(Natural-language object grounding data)
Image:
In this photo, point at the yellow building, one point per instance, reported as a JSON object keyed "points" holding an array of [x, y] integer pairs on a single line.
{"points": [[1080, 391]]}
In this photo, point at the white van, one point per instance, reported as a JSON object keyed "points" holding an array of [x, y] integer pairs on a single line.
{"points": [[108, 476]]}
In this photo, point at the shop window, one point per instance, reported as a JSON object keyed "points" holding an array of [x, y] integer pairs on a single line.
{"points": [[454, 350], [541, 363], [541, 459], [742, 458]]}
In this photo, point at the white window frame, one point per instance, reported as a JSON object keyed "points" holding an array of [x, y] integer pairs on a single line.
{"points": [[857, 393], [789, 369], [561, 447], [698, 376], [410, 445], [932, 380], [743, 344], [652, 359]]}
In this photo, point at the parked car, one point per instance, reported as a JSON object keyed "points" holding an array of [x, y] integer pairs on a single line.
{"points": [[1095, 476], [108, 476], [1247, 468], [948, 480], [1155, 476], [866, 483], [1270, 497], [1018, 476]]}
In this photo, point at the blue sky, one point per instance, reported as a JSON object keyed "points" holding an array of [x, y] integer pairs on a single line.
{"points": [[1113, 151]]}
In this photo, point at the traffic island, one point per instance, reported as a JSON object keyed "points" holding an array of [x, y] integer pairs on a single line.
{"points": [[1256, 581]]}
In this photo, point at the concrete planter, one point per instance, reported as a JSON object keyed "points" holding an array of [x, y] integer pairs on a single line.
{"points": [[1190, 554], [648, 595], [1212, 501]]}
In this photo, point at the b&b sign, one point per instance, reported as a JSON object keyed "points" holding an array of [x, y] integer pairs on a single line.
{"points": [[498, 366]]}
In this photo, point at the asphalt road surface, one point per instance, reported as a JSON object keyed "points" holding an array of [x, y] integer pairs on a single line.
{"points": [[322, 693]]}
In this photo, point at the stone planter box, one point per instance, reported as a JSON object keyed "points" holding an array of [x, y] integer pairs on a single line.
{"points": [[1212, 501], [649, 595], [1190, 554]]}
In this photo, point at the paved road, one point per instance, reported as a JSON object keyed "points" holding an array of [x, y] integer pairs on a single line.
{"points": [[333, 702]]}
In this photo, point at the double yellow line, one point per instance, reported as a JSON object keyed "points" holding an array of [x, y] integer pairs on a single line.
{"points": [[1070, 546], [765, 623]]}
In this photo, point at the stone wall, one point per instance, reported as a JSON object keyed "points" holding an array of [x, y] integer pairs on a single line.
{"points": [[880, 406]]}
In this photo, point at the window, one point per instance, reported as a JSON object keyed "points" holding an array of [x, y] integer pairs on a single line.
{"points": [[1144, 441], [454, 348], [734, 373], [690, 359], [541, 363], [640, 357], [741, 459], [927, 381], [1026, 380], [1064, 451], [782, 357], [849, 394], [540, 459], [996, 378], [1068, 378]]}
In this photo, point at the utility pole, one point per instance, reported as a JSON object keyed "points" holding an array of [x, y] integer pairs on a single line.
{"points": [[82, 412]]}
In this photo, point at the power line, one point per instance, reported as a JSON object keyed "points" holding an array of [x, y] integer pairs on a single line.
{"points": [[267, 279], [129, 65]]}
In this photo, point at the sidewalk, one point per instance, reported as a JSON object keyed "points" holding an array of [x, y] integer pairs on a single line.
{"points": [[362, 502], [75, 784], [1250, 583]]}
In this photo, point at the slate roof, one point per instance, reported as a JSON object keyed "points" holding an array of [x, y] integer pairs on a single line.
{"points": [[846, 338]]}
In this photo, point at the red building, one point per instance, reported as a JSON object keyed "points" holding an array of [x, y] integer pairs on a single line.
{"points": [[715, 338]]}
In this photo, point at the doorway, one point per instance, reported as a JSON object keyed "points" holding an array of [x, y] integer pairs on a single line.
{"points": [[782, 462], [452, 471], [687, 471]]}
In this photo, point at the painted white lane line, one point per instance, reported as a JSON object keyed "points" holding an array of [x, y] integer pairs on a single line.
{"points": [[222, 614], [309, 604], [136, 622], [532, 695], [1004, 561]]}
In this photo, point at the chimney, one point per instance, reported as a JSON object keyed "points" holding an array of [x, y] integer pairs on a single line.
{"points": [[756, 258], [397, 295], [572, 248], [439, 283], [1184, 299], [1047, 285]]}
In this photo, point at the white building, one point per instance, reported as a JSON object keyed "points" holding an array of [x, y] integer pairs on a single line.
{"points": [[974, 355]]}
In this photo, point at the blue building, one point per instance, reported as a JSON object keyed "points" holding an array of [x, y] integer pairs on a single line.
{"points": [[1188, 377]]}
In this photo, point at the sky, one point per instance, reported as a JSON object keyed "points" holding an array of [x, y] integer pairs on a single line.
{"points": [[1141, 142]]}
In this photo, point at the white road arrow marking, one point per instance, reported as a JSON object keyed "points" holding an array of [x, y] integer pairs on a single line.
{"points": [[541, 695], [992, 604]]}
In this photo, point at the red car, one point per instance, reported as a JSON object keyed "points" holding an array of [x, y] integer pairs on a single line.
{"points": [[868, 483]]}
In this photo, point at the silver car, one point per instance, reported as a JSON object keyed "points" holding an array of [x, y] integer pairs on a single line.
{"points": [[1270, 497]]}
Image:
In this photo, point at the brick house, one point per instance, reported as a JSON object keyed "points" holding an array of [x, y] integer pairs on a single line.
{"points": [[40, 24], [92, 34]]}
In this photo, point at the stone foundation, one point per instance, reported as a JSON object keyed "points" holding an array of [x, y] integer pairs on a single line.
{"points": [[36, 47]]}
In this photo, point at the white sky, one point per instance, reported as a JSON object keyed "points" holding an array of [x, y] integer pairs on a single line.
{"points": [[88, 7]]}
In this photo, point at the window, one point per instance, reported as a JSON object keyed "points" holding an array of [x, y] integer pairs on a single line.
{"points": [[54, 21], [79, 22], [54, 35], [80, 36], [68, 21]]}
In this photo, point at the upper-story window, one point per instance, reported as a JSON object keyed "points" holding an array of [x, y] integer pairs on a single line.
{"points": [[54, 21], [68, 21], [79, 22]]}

__Problem statement__
Every entry needs to be copied again exactly.

__Exercise result__
Image:
In this photo, point at the yellow building, one point per instance, reported as a JSON object keyed "points" holding an array of [x, y] integer pairs on a single line.
{"points": [[1080, 391]]}
In this photo, point at the white van, one point per instance, reported as a JSON object keyed "points" holding an array of [x, y] integer pairs on a single line.
{"points": [[108, 476]]}
In this photo, point at the shop window, one point per instance, reported as a JSON object keyed "points" holding an array of [x, y] integer pairs on a single line.
{"points": [[454, 350], [541, 363], [541, 459], [742, 458]]}
In this photo, point at the white window frame, one point per instance, reported as a JSON object keyed "points" holding an array of [x, y] integer pairs on a single line.
{"points": [[857, 393], [789, 369], [561, 447], [698, 376], [410, 445], [932, 380], [743, 344], [652, 359]]}
In this photo, point at the parked car, one point per instance, reported as a JSON object keyed "points" holding an array of [x, y] integer pairs on a single line.
{"points": [[1095, 476], [108, 476], [1247, 468], [948, 480], [1155, 476], [866, 483], [1270, 497], [1018, 476]]}
In this photo, point at the blue sky, one point per instance, reported as a JSON object keyed "points" holding an array of [x, y] integer pairs on a single line.
{"points": [[1113, 151]]}
In this photo, point at the traffic island, one point per instance, reported as a JSON object keyed "points" holding an array of [x, y] integer pairs on a single line.
{"points": [[1256, 581]]}
In this photo, point at the concrete planter, one point per instance, reported as a JSON object keyed "points" holding an array of [x, y] integer pairs on a single line.
{"points": [[1190, 554], [648, 595], [1212, 501]]}
In this photo, point at the b&b sign, one point per instance, reported as a JSON object keyed "points" holding an array of [x, y] integer pairs on a single line.
{"points": [[498, 366]]}
In this photo, point at the asphalt road surface, one point per instance, reported as a JSON object keyed "points" holding an array of [x, y] integer pairs on a single line.
{"points": [[322, 693]]}
In this photo, point at the stone planter box, one point per instance, reported as a JSON object keyed "points" holding an array of [x, y] integer pairs on a single line.
{"points": [[1212, 501], [649, 595], [1190, 554]]}
In this photo, point at the paved road, one point per instance, reported as a JSON object keyed "points" holding an array of [x, y] integer pairs on a single line.
{"points": [[333, 702]]}
In this photo, point at the double yellow line, one point per instance, reported as a JSON object keyed "points" holding an array of [x, y] integer pairs on a single line.
{"points": [[1070, 546], [765, 623]]}
In this photo, point at the stone wall, one point per instance, reported as a JSON object keyed "points" holding an array of [x, y] integer pairs on a single line.
{"points": [[880, 406]]}
In this photo, point at the window, one point per instance, reported as a JSON object keyed "points" holding an array of [x, y] integer pairs on a single line.
{"points": [[1144, 441], [454, 348], [734, 373], [690, 359], [541, 363], [640, 357], [741, 459], [927, 381], [1026, 380], [1064, 451], [782, 357], [849, 394], [540, 459], [996, 378], [1068, 378]]}
In this photo, point at the utility pole, one point per instance, reported as a JSON object keyed "points" holding an array of [x, y] integer pairs on a single line.
{"points": [[82, 412]]}
In this photo, point at the power line, one point per instance, reported as a JSON object keyed "points" holding an array of [x, y] integer pairs on a single line.
{"points": [[267, 279], [129, 65]]}
In this photo, point at the sidewalk, one point per instance, reported as a JSON object keyed "points" holding an array of [x, y] integer pairs on a single line.
{"points": [[362, 502], [75, 784], [1250, 583]]}
In this photo, point at the slate roof, one point per instance, reported as a JSON object keyed "points" holding an array of [x, y] integer pairs on a single line.
{"points": [[846, 338]]}
In this photo, point at the red building, one point per instance, reported as a JSON object keyed "points" holding an array of [x, y] integer pairs on a single line.
{"points": [[715, 338]]}
In this photo, point at the doorway, one point per instance, reported as a JSON object keyed "points" holding an array of [x, y] integer pairs on a single line.
{"points": [[782, 462], [452, 471], [687, 471]]}
In this photo, point at the painted white lane line, one point per instance, reported as a JSON object keyed "points" holding an array of [x, y] integer pairs on a single line.
{"points": [[222, 614], [309, 604], [136, 622], [532, 695], [1004, 561]]}
In this photo, point at the chimney, one point per instance, reported as a JSON object keyed "points" holding an array of [x, y] integer pairs on a single line.
{"points": [[756, 258], [397, 295], [572, 248], [439, 283], [1184, 299], [1047, 285]]}
In this photo, point at the white building, one point per instance, reported as a JSON object keyed "points" holding an array of [x, y] integer pairs on a single line.
{"points": [[974, 355]]}
In this photo, point at the blue building, one point per instance, reported as a JSON object keyed "points" holding an array of [x, y] integer pairs on a single line.
{"points": [[1188, 377]]}
In this photo, point at the sky, one point per instance, reported as a JSON object keyed "points" holding an array of [x, y] integer pairs on a single line.
{"points": [[1141, 142]]}
In this photo, point at the white road arrow marking, one point per instance, reported as a JSON object keyed "points" holding an array of [x, y] integer pairs on a single line.
{"points": [[541, 695], [992, 604]]}
In this photo, point at the red car, one point per instance, reported as a JSON object keyed "points" holding an array of [x, y] integer pairs on a single line.
{"points": [[868, 483]]}
In this photo, point at the silver car, one point per instance, reported as a JSON object keyed "points" holding an array of [x, y] integer pairs on a single line.
{"points": [[1270, 497]]}
Image:
In this photo, point at the brick house, one point per instance, reported as a JSON object keyed "points" holding an array of [x, y] integer pairs on a single line.
{"points": [[40, 24], [92, 34]]}
In this photo, point at the stone foundation, one point per instance, reported as a JSON object keyed "points" holding an array of [x, y] integer pairs on a single line.
{"points": [[36, 47]]}
In this photo, point at the white sky, one point per instance, reported as a JSON object keyed "points" holding an array of [x, y] integer pairs on a single line.
{"points": [[88, 7]]}
In this photo, point at the window, one point per instance, reported as a JSON object keyed "points" holding an array of [x, y] integer pairs on a single line.
{"points": [[54, 21], [79, 22], [54, 35], [80, 36], [68, 21]]}
In this photo, point at the upper-story window, one point per instance, reported as a JSON object keyed "points" holding an array of [x, y] integer pairs on a single line.
{"points": [[54, 21], [68, 21], [79, 22]]}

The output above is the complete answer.